» **What you will do**:
Please reproduce every one of the rows below word for word, adding nothing and leaving nothing out.

» **Supplied material**:
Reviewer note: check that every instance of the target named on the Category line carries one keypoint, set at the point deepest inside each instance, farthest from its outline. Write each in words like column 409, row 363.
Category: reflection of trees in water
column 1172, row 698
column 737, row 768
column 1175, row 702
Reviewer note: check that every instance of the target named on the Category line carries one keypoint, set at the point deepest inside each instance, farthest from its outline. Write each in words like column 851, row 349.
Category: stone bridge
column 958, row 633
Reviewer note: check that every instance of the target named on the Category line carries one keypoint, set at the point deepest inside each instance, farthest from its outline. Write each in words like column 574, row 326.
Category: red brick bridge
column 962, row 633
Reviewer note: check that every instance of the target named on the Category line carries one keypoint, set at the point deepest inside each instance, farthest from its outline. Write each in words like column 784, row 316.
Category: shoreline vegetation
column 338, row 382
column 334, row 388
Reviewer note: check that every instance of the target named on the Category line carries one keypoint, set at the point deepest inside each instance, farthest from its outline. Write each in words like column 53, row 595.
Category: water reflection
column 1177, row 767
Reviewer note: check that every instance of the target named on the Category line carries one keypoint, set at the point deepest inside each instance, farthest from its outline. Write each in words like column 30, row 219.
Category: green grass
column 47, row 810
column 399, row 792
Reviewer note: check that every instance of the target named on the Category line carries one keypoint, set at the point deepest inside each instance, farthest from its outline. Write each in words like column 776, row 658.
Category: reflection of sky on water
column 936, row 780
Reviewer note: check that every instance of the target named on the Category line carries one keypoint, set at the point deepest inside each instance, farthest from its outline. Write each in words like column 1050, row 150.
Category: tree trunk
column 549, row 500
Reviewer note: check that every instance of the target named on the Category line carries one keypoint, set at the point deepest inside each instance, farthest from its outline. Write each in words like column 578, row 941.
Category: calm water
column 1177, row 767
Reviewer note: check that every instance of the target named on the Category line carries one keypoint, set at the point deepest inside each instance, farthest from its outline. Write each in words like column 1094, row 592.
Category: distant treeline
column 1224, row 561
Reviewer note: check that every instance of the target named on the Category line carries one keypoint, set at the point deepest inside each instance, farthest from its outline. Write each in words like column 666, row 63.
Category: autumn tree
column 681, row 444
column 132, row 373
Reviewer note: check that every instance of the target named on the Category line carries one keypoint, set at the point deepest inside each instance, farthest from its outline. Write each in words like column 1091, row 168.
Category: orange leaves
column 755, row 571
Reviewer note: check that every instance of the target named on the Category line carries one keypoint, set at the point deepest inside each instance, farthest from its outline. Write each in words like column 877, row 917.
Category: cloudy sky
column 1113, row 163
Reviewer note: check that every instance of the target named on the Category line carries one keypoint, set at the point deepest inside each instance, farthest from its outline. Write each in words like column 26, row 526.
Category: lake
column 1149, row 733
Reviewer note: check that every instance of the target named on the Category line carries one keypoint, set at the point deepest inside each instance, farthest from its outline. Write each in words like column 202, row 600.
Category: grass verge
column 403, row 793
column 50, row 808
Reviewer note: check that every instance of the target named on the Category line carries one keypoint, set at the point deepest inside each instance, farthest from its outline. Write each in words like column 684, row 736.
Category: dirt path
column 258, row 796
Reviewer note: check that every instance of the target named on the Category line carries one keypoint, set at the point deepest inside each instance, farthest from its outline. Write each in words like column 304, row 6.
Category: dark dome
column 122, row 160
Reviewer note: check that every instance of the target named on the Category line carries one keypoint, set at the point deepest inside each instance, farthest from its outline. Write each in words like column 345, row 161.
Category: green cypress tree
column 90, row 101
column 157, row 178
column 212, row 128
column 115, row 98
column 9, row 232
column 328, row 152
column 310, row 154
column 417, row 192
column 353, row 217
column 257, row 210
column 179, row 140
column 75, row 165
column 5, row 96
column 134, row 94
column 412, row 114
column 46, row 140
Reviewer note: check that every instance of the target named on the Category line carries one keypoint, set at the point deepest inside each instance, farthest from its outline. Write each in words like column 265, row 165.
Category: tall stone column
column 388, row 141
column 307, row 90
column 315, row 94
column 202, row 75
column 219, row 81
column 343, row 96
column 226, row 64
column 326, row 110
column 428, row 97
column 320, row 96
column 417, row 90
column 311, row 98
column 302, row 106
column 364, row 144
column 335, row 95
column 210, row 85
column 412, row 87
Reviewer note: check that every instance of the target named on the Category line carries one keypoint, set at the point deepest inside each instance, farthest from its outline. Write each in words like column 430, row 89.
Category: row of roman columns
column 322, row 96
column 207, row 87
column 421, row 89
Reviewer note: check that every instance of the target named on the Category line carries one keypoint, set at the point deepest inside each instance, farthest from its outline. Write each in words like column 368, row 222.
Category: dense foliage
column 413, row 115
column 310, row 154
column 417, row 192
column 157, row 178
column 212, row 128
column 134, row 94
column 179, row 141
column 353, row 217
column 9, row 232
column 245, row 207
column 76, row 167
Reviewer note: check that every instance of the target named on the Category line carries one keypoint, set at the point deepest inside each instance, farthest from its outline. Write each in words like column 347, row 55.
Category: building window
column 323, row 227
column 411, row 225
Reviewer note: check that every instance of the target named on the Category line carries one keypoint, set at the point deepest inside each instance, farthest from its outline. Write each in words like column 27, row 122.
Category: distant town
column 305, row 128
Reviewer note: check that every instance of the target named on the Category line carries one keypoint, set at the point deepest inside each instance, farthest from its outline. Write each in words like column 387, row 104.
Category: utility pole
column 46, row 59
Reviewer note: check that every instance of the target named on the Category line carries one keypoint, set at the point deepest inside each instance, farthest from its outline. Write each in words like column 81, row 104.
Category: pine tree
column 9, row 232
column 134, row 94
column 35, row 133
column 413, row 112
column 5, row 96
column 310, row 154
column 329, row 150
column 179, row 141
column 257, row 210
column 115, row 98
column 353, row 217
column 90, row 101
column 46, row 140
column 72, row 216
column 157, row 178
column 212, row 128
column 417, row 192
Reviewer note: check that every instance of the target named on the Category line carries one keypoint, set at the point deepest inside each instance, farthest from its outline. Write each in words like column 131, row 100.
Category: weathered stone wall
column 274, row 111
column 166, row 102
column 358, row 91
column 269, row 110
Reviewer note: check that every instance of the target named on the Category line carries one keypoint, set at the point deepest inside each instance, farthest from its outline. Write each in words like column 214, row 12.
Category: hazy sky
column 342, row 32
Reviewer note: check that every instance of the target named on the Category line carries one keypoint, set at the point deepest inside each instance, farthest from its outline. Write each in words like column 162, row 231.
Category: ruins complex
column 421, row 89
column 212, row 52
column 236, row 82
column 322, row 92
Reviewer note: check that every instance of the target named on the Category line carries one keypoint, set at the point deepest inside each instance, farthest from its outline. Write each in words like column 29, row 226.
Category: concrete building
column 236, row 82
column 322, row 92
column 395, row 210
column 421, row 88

» **The result**:
Reviewer note: check that every instance of the target named on the Category line carries one keypoint, set at the point deepest inside each instance, farthest from its outline. Write each in words like column 409, row 363.
Category: reflection of trees in water
column 1172, row 698
column 737, row 768
column 1175, row 702
Reviewer note: check that every instance of the target named on the Category line carries one keypoint, set at the point deepest inside each instance, farthest from its outline. Write each in words like column 851, row 349.
Category: stone bridge
column 958, row 633
Reviewer note: check that every instance of the target named on the Category line carries one keypoint, set at the point deepest inside each instance, farthest from its outline. Write each in words like column 574, row 326.
Category: red brick bridge
column 962, row 633
Reviewer note: check that every instance of the target named on the Category line carries one keypoint, set at the point deepest inside each instance, farthest from its outline. Write each in words like column 784, row 316.
Category: shoreline vegetation
column 338, row 382
column 334, row 388
Reviewer note: check that every instance of the target named on the Category line carries one keypoint, set at the point deepest inside each instance, farthest from its outline. Write each in words like column 53, row 595.
Category: water reflection
column 1177, row 767
Reviewer note: check that every instance of the target named on the Category line carries one keypoint, set at the point deepest inside each instance, farthest from its outline. Write each in words like column 30, row 219.
Category: green grass
column 47, row 810
column 399, row 792
Reviewer note: check that every instance of the target named on the Category line carries one keypoint, set at the point deepest inside each instance, farthest from its outline. Write each in words like column 776, row 658.
Category: reflection of sky on water
column 936, row 780
Reviewer note: check that every instance of the target named on the Category line carries one keypoint, set at the point deepest inside each instance, farthest from its outline. Write each in words like column 1050, row 150.
Category: tree trunk
column 549, row 500
Reviewer note: check that every instance of the target named on the Category line carries one keypoint, set at the point deepest inside each instance, farthest from its outline. Write each in words like column 578, row 941.
Category: calm water
column 1177, row 767
Reviewer note: check that every instance of the target named on the Category line carries one keypoint, set at the point deepest inside each instance, farthest from its outline. Write each in words like column 1094, row 592.
Category: distant treeline
column 1224, row 561
Reviewer note: check that every instance of the target named on the Category line carries one keypoint, set at the point deepest inside each instance, farthest from its outline. Write each in words like column 666, row 63.
Category: autumn tree
column 681, row 444
column 132, row 373
Reviewer note: check that every instance of the target named on the Category line carries one keypoint, set at the point deepest inside each instance, farthest from its outline. Write each in words like column 1091, row 168.
Category: orange leaves
column 755, row 571
Reviewer note: check that every instance of the target named on the Category line carries one keypoint, set at the point deepest inside each instance, farthest from its outline. Write each in words like column 877, row 917.
Category: cloudy sky
column 1113, row 163
Reviewer note: check that every instance of the target named on the Category line carries one keypoint, set at the point deepest inside each instance, farthest from its outline. Write each in words like column 26, row 526.
Category: lake
column 1149, row 733
Reviewer note: check that every instance of the target named on the Category line carries one keypoint, set at the point deepest inside each instance, farthest from its outline. Write each in words like column 202, row 600.
Category: grass verge
column 403, row 793
column 50, row 808
Reviewer note: check that every instance of the target named on the Category line carries one keypoint, set at the point deepest inside each instance, farthest from its outline. Write each in words like column 684, row 736.
Category: dirt path
column 258, row 796
Reviewer note: check that every instance of the target named on the Category line carries one keypoint, set at the point deepest inside each instance, farthest from its outline. Write each in words like column 304, row 6.
Category: dark dome
column 122, row 160
Reviewer note: check that every instance of the target named on the Category line carries one keypoint, set at the point deepest inside each instance, farthest from its outline. Write each in words like column 345, row 161.
Category: green cypress tree
column 90, row 101
column 157, row 178
column 212, row 128
column 115, row 98
column 9, row 232
column 328, row 152
column 310, row 154
column 417, row 192
column 353, row 217
column 257, row 210
column 179, row 140
column 75, row 165
column 5, row 96
column 134, row 94
column 412, row 114
column 46, row 140
Reviewer note: check that every instance of the target named on the Category line carries one keypoint, set at the point deepest inside each instance, farthest from its outline. Write each in words like column 265, row 165.
Category: tall stone column
column 388, row 141
column 307, row 90
column 315, row 94
column 202, row 75
column 219, row 81
column 343, row 96
column 226, row 64
column 326, row 110
column 428, row 97
column 320, row 96
column 417, row 90
column 311, row 98
column 302, row 106
column 364, row 144
column 335, row 95
column 210, row 85
column 412, row 87
Reviewer note: check that every instance of the target named on the Category line carries one keypoint, set at the point deepest inside each instance, farthest from its outline. Write each in words like column 430, row 89.
Category: row of roman columns
column 322, row 96
column 207, row 87
column 421, row 89
Reviewer note: check that every instance of the target named on the Category line carries one keypoint, set at the point deepest inside each instance, farthest from its outline. Write each in words like column 368, row 222.
Category: dense foliage
column 413, row 115
column 310, row 154
column 417, row 192
column 157, row 178
column 212, row 128
column 134, row 94
column 179, row 141
column 353, row 217
column 9, row 232
column 245, row 207
column 76, row 167
Reviewer note: check that every instance of the target named on the Category line carries one keypoint, set at the point deepest inside each instance, farthest from its outline. Write each in words like column 347, row 55.
Category: building window
column 323, row 227
column 411, row 225
Reviewer note: check that every instance of the target named on the Category line carries one keypoint, set at the point deepest inside each instance, farthest from its outline. Write each in words like column 27, row 122.
Category: distant town
column 305, row 128
Reviewer note: check that every instance of the target named on the Category line carries one keypoint, set at the point deepest inside each instance, farthest from its outline. Write each in words like column 387, row 104.
Category: utility pole
column 46, row 59
Reviewer note: check that every instance of the target named on the Category line carries one keypoint, set at the point deepest inside each instance, farthest from its outline. Write each in words like column 81, row 104.
Category: pine tree
column 9, row 232
column 134, row 94
column 35, row 133
column 413, row 112
column 5, row 96
column 310, row 154
column 329, row 150
column 179, row 141
column 257, row 210
column 115, row 98
column 353, row 217
column 90, row 101
column 46, row 140
column 72, row 216
column 157, row 178
column 212, row 128
column 417, row 192
Reviewer note: check that every instance of the target named on the Category line carries one keypoint, set at the point deepest inside each instance, farthest from its outline. Write each in words like column 131, row 100.
Category: weathered stone wall
column 274, row 111
column 166, row 102
column 358, row 91
column 269, row 110
Reviewer note: check that every instance of the target named on the Category line carries one keypoint, set at the point deepest inside each instance, farthest from its outline. Write each in words like column 214, row 12.
Category: hazy sky
column 342, row 32
Reviewer note: check that every instance of the target named on the Category line carries one keypoint, set at the point deepest inside each instance, farthest from its outline. Write each in words like column 162, row 231.
Category: ruins complex
column 421, row 89
column 212, row 52
column 236, row 82
column 322, row 92
Reviewer note: check that every instance of the target named on the Category line carries one keypoint, set at the point deepest inside each instance, farthest from its outline. Write each in words like column 29, row 226.
Category: concrete building
column 236, row 82
column 322, row 92
column 395, row 210
column 421, row 88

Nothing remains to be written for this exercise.